── Input data ──

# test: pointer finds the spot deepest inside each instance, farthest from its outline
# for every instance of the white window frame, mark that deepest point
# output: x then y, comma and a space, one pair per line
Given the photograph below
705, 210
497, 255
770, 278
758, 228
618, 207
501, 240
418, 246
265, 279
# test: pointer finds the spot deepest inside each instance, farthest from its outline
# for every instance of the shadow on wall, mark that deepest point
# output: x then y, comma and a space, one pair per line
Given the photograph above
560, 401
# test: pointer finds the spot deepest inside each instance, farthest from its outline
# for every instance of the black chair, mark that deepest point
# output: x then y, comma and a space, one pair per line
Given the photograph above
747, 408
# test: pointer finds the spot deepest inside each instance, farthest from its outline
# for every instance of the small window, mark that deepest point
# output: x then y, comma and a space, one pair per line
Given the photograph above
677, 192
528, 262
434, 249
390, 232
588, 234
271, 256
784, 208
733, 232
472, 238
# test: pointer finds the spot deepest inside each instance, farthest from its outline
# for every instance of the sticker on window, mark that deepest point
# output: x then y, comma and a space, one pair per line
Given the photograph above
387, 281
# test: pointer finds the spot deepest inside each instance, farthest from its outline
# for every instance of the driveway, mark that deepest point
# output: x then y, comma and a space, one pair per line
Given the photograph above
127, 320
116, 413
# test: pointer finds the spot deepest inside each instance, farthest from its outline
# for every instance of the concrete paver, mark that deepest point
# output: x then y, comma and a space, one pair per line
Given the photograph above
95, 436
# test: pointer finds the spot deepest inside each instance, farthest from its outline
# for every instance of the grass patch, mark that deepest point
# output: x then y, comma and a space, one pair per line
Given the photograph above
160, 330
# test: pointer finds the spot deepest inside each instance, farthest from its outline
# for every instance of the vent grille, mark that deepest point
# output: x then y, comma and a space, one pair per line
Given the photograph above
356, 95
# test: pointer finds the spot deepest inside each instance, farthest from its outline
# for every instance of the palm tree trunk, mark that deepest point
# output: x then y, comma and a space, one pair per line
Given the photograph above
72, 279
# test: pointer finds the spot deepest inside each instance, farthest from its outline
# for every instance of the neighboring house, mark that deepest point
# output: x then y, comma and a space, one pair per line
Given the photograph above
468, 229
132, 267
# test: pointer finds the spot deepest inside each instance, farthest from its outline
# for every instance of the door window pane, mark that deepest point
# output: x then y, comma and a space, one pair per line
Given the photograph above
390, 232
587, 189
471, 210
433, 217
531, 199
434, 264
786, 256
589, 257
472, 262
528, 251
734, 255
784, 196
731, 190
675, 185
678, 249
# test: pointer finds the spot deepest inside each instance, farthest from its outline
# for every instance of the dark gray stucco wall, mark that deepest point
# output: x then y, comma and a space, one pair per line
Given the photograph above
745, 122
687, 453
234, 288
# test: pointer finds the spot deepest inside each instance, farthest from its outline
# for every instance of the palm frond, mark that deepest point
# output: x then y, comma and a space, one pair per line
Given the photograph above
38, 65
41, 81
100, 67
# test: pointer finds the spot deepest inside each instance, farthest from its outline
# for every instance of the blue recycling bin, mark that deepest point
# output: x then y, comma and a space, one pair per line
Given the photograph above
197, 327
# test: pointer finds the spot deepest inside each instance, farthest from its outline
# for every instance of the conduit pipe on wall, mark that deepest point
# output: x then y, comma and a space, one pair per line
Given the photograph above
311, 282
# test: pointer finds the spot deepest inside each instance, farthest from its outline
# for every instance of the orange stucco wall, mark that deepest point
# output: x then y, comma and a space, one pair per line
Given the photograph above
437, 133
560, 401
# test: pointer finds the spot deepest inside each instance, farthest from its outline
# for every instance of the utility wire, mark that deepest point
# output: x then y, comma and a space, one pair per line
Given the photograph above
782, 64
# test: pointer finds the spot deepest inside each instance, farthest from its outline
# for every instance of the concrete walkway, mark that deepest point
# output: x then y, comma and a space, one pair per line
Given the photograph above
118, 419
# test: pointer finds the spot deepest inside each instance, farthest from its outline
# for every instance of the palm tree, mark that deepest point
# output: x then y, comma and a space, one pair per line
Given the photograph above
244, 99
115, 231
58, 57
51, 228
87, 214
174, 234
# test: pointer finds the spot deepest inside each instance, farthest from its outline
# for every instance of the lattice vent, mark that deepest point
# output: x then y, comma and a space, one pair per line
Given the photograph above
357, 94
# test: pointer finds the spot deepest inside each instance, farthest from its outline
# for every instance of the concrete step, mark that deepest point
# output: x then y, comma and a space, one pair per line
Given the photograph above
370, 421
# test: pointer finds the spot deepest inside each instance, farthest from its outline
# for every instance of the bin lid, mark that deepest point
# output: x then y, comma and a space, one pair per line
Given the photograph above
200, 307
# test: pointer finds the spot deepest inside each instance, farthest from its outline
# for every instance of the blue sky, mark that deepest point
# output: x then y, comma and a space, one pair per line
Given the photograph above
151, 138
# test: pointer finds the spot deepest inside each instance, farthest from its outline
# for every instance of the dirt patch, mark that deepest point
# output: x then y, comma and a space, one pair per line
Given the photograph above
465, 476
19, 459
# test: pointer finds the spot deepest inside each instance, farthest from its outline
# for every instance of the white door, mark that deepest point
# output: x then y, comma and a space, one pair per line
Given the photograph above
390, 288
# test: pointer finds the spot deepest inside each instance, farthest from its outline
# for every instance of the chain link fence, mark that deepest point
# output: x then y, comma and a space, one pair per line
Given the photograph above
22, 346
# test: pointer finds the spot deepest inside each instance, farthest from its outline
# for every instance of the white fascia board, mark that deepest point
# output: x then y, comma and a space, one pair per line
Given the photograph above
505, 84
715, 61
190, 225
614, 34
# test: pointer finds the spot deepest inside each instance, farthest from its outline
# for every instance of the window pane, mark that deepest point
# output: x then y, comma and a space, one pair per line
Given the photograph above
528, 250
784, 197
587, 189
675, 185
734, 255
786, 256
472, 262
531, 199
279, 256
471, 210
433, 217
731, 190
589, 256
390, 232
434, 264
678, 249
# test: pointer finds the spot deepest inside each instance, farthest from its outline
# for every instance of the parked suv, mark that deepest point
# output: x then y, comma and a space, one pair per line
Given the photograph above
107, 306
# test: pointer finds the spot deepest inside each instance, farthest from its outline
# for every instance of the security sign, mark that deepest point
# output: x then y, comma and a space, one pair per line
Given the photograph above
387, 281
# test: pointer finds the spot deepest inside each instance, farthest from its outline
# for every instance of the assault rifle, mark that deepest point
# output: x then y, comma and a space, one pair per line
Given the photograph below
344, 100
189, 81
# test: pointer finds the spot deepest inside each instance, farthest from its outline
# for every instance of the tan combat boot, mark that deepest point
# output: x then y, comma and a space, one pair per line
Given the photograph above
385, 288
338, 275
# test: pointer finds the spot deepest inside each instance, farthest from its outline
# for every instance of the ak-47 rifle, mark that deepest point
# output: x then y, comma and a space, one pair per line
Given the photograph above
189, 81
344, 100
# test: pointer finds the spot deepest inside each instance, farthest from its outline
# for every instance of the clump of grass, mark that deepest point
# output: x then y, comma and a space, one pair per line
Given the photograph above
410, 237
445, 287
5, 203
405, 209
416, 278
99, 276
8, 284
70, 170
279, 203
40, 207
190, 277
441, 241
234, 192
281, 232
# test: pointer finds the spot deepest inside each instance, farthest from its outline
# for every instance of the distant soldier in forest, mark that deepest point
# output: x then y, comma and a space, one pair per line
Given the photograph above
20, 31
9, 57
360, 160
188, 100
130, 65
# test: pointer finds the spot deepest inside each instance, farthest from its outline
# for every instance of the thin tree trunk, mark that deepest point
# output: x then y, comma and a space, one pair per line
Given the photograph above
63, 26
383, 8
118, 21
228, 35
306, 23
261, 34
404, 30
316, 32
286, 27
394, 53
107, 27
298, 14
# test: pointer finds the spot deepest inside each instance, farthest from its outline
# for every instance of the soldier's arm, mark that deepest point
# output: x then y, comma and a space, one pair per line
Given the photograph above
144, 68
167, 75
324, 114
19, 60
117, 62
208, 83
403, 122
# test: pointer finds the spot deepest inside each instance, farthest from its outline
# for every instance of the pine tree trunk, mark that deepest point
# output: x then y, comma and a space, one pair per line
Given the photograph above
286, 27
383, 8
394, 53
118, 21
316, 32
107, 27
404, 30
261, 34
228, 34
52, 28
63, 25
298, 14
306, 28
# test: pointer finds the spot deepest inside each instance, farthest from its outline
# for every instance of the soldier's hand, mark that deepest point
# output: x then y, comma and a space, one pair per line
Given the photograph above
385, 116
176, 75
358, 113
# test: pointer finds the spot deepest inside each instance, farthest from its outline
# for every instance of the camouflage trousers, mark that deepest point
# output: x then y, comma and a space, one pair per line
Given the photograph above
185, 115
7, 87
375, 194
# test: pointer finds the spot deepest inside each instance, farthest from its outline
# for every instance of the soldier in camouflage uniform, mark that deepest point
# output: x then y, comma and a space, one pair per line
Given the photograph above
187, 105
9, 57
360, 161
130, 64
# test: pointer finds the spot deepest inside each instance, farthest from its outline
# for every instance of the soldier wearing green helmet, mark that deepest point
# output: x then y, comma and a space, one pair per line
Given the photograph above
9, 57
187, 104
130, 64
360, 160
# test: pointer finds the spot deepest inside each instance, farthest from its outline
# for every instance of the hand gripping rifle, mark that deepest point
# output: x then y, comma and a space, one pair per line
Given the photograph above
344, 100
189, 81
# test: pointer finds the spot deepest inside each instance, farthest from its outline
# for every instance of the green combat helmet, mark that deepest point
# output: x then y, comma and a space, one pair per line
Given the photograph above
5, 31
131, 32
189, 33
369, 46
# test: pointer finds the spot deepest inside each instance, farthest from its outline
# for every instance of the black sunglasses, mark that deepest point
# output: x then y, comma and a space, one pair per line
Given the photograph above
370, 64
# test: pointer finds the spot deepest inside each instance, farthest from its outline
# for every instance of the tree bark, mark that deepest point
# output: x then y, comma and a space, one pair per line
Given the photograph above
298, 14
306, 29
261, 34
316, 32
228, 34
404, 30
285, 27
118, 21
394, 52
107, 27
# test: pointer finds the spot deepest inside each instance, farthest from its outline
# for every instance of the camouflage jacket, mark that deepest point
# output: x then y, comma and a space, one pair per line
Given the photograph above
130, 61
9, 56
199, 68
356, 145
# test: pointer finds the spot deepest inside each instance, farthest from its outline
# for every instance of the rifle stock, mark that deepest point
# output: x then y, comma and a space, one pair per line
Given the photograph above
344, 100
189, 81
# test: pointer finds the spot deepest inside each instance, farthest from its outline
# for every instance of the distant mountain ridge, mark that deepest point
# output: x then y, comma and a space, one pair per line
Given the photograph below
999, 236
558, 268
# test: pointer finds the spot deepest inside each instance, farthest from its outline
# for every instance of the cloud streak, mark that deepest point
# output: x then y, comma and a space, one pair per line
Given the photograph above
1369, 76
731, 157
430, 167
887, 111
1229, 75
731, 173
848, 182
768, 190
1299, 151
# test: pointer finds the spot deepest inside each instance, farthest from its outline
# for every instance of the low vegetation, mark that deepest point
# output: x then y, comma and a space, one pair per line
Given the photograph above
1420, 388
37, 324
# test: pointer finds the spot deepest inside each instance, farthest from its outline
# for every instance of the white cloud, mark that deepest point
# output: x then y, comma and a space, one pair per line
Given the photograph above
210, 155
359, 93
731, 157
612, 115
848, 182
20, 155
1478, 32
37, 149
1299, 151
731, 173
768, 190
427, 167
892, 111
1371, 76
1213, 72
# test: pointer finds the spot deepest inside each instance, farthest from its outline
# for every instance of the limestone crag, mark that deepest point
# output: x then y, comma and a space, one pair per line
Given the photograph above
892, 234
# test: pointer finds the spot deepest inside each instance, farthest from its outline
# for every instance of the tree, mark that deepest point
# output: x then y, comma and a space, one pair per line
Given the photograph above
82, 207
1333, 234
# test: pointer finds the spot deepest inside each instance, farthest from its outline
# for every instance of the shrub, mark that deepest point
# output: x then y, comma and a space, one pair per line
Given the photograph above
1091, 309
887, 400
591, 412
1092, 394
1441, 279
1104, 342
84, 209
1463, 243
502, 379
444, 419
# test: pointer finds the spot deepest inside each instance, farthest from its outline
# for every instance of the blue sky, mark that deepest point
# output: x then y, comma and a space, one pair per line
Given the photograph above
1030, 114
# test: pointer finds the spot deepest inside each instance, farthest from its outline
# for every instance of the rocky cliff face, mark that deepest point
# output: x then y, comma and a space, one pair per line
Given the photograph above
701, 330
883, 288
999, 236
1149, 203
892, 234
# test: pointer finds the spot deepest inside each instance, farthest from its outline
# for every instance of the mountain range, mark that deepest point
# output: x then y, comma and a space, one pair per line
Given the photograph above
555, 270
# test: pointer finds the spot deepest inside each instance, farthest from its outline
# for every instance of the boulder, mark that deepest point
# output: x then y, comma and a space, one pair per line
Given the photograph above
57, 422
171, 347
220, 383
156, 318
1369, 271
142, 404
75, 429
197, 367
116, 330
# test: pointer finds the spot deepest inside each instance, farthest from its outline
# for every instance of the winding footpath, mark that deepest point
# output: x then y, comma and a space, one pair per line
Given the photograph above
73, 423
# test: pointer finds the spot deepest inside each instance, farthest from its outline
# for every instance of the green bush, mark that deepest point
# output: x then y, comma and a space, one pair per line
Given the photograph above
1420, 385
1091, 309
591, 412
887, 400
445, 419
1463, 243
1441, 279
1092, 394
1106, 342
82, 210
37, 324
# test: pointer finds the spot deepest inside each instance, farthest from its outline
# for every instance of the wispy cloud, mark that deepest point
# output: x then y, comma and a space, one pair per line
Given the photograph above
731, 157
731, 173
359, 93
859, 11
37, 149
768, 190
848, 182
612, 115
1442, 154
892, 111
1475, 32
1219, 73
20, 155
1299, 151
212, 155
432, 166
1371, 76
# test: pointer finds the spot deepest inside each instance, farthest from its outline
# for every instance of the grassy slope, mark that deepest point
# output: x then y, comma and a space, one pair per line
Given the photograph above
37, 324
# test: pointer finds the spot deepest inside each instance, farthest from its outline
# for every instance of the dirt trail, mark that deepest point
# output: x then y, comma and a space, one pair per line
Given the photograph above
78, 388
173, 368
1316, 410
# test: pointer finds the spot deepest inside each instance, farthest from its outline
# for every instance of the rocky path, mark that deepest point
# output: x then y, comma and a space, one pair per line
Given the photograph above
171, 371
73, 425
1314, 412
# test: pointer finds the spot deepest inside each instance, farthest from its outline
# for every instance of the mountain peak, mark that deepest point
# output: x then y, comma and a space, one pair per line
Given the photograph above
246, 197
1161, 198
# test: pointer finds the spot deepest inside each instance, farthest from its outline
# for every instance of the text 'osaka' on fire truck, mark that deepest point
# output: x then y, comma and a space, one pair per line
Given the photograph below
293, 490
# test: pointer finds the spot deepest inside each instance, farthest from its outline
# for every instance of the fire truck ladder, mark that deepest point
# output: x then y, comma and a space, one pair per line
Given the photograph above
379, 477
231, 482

───

• _Exercise details_: From the data above, select each line that contains the word "wall" and copy those lines out.

• _Task solution_:
# for every instance of the shadow on wall, mark that deepest point
# for every instance of the dark gray stucco wall, mark that deepest point
# for every instance of the conduit pipe on wall, mark that deepest point
# for every instance of the orange stucco wall, mark that deepest point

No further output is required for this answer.